(Pointing dataset records)
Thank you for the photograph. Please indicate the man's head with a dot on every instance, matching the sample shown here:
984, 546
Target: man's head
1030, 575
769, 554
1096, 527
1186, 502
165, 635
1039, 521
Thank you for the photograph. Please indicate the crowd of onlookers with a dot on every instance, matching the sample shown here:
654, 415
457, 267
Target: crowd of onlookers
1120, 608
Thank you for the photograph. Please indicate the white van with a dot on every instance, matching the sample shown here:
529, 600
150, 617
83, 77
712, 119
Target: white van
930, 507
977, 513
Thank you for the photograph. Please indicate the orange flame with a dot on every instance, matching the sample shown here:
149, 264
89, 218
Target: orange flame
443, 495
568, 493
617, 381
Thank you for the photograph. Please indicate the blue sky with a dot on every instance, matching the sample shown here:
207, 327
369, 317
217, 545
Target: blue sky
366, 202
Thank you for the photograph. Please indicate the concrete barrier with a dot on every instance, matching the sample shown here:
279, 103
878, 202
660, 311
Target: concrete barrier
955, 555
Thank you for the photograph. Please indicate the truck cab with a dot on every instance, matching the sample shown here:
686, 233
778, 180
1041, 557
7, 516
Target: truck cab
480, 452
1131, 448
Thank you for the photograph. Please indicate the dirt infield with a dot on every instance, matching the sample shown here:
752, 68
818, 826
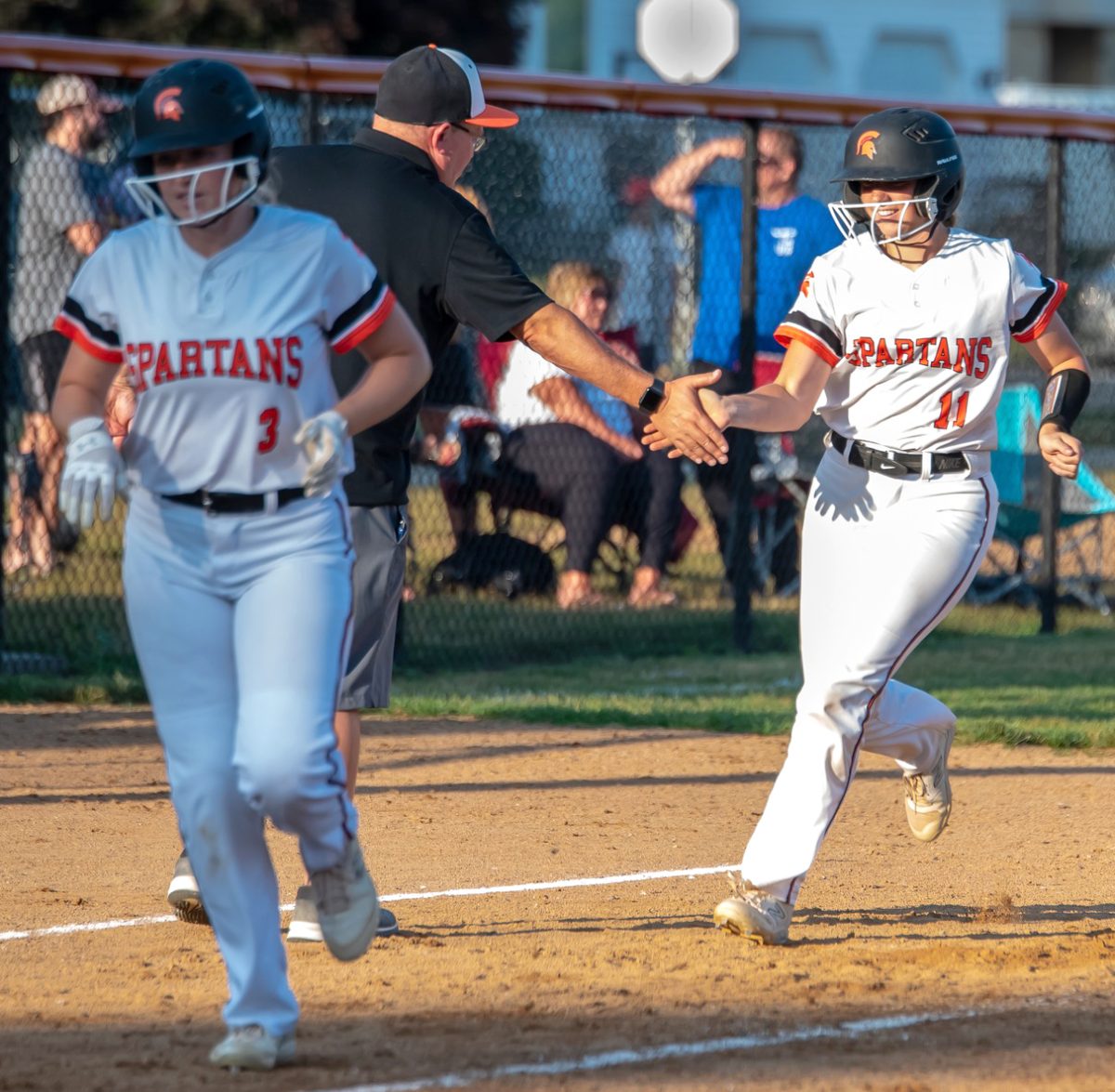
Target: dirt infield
985, 960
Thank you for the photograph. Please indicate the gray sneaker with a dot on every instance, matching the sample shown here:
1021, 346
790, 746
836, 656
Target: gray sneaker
184, 896
348, 907
305, 927
254, 1048
929, 796
753, 914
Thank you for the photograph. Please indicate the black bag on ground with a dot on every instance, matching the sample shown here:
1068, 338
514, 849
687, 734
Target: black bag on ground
501, 561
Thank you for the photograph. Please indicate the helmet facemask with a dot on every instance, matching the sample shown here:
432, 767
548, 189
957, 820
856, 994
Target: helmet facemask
859, 217
144, 189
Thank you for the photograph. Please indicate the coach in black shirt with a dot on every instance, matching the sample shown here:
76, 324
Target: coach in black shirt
390, 192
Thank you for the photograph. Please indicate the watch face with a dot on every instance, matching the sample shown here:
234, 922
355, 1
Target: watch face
652, 396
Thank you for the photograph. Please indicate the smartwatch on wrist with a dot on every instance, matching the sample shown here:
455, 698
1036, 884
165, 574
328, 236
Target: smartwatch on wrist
652, 397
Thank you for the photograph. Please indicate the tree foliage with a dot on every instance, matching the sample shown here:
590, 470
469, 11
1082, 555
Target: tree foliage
488, 31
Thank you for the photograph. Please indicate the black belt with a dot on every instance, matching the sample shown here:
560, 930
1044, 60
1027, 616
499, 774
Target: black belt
896, 464
234, 503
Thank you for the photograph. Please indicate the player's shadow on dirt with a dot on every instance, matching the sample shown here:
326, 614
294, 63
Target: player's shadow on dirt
378, 787
990, 923
713, 779
449, 930
623, 1037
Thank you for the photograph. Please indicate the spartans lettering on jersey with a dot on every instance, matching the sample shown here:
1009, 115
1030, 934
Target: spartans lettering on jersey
277, 361
968, 356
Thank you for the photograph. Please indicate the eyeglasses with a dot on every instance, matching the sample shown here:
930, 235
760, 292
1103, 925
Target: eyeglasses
479, 142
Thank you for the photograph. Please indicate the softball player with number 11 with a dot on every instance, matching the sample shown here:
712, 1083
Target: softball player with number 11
899, 339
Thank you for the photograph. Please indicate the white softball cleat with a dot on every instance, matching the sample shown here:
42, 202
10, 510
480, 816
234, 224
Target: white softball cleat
252, 1047
305, 927
348, 906
754, 914
929, 796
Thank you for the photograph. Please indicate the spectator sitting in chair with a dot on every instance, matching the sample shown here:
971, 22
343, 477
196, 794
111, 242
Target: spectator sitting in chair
578, 445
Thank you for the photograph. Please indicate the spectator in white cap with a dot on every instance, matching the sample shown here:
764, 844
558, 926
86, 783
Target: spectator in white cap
60, 223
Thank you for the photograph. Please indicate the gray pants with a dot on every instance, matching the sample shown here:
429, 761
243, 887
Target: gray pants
379, 536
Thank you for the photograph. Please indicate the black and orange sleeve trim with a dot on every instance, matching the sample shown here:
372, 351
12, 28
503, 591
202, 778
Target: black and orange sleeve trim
1034, 323
362, 318
98, 340
801, 327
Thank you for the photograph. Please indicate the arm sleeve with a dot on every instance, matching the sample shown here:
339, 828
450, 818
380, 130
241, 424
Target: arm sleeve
812, 318
89, 316
1034, 298
355, 299
484, 285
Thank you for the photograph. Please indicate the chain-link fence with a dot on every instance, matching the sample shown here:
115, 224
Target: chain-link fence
566, 190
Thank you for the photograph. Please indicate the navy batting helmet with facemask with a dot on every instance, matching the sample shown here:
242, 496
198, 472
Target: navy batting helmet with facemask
196, 104
900, 144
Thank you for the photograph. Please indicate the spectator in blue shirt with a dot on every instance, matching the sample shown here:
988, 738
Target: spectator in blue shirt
791, 231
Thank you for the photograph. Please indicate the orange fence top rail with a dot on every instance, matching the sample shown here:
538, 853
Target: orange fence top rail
352, 76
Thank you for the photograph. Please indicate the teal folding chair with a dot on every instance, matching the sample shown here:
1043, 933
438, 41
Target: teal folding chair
1020, 472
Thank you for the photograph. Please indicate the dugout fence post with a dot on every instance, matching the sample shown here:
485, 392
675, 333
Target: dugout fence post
741, 379
1051, 500
7, 347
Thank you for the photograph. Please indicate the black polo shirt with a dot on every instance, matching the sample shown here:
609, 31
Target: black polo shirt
432, 246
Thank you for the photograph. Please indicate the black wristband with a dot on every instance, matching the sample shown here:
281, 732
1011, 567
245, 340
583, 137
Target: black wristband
1065, 395
652, 397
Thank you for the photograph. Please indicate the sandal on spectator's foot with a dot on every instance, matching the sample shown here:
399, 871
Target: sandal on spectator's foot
652, 598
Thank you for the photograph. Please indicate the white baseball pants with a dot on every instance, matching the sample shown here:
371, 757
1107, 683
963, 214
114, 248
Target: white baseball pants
240, 624
884, 561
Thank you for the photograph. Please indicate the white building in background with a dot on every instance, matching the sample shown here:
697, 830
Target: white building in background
1055, 53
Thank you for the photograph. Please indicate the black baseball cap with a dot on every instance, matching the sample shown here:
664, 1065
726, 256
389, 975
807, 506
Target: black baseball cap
427, 86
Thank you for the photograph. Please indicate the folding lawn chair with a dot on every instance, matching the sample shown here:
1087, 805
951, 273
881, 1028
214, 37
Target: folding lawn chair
1019, 472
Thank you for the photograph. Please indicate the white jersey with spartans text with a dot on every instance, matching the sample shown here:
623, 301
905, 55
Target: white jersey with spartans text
228, 355
919, 356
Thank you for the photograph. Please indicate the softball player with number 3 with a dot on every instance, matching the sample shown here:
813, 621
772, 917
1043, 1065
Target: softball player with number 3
238, 555
899, 339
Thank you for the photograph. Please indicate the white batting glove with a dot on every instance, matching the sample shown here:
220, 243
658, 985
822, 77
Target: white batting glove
322, 441
93, 468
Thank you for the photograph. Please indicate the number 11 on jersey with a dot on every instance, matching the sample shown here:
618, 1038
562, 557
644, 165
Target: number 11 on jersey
958, 422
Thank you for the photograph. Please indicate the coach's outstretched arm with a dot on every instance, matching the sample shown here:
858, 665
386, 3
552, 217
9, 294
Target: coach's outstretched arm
399, 368
562, 338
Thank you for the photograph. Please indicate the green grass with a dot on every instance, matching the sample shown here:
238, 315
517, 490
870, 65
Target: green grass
1004, 681
479, 656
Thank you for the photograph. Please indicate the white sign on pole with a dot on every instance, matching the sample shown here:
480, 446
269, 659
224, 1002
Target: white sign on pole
687, 42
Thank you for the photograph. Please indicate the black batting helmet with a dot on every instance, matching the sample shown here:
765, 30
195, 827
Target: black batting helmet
196, 104
904, 144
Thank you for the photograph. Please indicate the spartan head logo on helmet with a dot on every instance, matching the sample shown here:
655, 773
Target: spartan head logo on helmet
167, 107
867, 144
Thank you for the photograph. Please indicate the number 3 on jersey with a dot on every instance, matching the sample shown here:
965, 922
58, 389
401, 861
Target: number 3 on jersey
269, 421
942, 421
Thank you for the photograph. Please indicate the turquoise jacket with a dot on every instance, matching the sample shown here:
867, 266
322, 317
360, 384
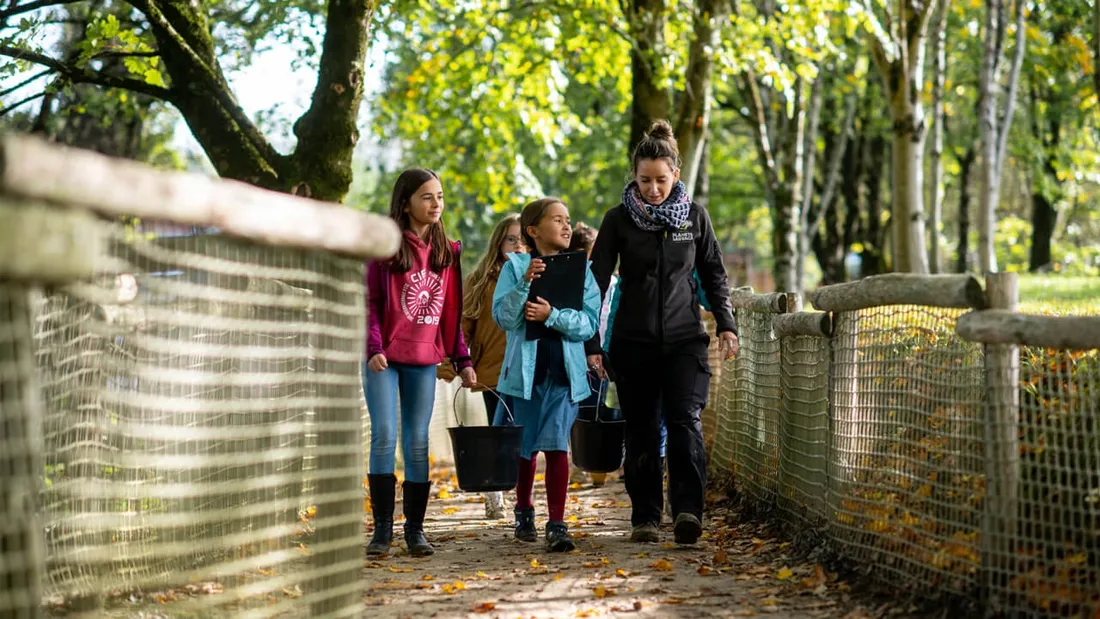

__What is required__.
List every line of the material above that contains the string "dirt", treating uppercase and lowercase letters as distinct.

__Full output__.
Thank you for the photograph. Please indicate the dirt infield with a dot on every instance, matching the sample shown here:
Target: dirt infield
Thank you for the photograph. Please indicate the player's shadow on dirt with a dot on every instance, matching the sample shown here:
Target: player's shadow on dirt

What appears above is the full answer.